GOAL OF THE EXERCISE: Render the part of the listing from the line with "# test: locate points for every instance of the red" up to and including the line with "(1241, 422)" as a Markdown table with columns Row and Line. Put a row number in Row and the line's text in Line, skipping any blank lines.
+--
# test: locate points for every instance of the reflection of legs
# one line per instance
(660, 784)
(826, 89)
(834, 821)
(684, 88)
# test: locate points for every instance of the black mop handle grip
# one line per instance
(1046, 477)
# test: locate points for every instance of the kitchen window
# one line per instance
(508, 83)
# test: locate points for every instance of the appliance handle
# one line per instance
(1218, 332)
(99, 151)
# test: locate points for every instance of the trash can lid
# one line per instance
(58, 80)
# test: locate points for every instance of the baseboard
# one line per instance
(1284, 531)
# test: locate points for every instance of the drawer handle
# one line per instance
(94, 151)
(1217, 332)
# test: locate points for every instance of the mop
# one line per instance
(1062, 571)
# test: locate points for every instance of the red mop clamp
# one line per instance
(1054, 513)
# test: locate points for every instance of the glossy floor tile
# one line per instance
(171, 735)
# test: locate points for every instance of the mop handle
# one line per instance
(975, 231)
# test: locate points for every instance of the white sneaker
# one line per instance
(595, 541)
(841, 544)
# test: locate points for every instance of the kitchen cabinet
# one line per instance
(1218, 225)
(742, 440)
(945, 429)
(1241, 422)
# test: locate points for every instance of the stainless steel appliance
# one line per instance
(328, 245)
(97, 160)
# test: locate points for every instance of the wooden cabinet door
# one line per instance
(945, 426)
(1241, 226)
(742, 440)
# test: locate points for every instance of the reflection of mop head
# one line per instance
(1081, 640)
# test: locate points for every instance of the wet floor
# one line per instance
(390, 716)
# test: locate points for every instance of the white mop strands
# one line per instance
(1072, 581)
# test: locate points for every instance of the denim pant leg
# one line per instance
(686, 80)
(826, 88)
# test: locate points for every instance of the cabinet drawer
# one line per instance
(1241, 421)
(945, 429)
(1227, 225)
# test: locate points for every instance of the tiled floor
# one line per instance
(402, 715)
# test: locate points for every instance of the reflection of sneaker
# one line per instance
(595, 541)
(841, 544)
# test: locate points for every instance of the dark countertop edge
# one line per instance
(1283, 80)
+--
EXERCISE RESULT:
| Row | Line |
|---|---|
| 1 | # test: locate points for every instance of the red mop clamp |
| 2 | # one line per instance |
| 3 | (1054, 513) |
| 4 | # test: locate points for every instance of the glossy floor tile |
| 5 | # one line per instance |
| 6 | (171, 735) |
| 7 | # test: locate points for every instance of the mop handle |
| 8 | # one line per instance |
| 9 | (975, 231) |
| 10 | # test: locate points for every instance of the white sneaker |
| 11 | # one line per instance |
| 12 | (595, 541) |
| 13 | (841, 544) |
| 14 | # test: locate points for every instance of the kitchen cabinet |
| 15 | # one line per instance |
| 16 | (1218, 225) |
| 17 | (742, 440) |
| 18 | (945, 429) |
| 19 | (1241, 422) |